Dataset records:
+ + +

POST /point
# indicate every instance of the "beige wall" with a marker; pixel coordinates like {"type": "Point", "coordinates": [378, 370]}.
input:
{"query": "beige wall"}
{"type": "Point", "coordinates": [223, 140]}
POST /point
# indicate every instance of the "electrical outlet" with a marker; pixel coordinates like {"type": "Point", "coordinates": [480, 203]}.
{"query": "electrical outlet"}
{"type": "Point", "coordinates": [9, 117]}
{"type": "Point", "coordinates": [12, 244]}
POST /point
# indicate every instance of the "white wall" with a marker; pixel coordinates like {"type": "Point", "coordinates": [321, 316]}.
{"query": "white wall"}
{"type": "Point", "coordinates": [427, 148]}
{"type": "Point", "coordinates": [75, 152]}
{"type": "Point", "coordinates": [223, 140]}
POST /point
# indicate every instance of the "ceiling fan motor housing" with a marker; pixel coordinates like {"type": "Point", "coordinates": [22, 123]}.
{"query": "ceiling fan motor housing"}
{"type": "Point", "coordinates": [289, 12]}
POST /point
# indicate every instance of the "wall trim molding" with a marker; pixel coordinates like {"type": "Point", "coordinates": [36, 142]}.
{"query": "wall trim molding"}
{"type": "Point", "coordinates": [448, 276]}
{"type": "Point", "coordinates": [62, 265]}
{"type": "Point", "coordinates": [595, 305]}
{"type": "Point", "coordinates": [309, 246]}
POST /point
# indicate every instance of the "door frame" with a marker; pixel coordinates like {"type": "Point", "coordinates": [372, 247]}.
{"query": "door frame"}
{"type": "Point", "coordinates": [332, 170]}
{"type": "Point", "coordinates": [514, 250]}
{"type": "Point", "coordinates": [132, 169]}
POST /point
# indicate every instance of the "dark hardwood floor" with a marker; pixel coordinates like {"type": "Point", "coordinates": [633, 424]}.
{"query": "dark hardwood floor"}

+ + +

▶ [Task description]
Retype the listing. Match it exactly.

▶ [Solution to the problem]
POST /point
# indicate every instance of the "beige wall" with a marker; pixel coordinates like {"type": "Point", "coordinates": [378, 370]}.
input:
{"query": "beige wall"}
{"type": "Point", "coordinates": [223, 140]}
POST /point
# indicate every instance of the "electrical outlet" with a marker; pixel coordinates like {"type": "Point", "coordinates": [480, 203]}.
{"query": "electrical outlet"}
{"type": "Point", "coordinates": [9, 117]}
{"type": "Point", "coordinates": [12, 244]}
POST /point
# indicate every instance of the "white wall" with a marker; pixel coordinates like {"type": "Point", "coordinates": [321, 316]}.
{"query": "white wall"}
{"type": "Point", "coordinates": [427, 148]}
{"type": "Point", "coordinates": [75, 152]}
{"type": "Point", "coordinates": [223, 140]}
POST /point
# indicate every instance of the "ceiling fan motor housing" with a marker; pixel coordinates like {"type": "Point", "coordinates": [22, 123]}.
{"query": "ceiling fan motor housing"}
{"type": "Point", "coordinates": [289, 12]}
POST /point
# indicate every instance of the "wall trim molding" with a marker; pixel coordinates like {"type": "Point", "coordinates": [36, 142]}.
{"query": "wall trim molding"}
{"type": "Point", "coordinates": [448, 276]}
{"type": "Point", "coordinates": [62, 265]}
{"type": "Point", "coordinates": [595, 305]}
{"type": "Point", "coordinates": [309, 246]}
POST /point
# indicate every instance of the "door frame" with a marker; pixel coordinates like {"type": "Point", "coordinates": [372, 247]}.
{"query": "door frame"}
{"type": "Point", "coordinates": [332, 170]}
{"type": "Point", "coordinates": [514, 250]}
{"type": "Point", "coordinates": [132, 169]}
POST /point
# indicate every instance of the "dark hardwood floor" with a marker; pixel coordinates like {"type": "Point", "coordinates": [633, 424]}.
{"query": "dark hardwood floor"}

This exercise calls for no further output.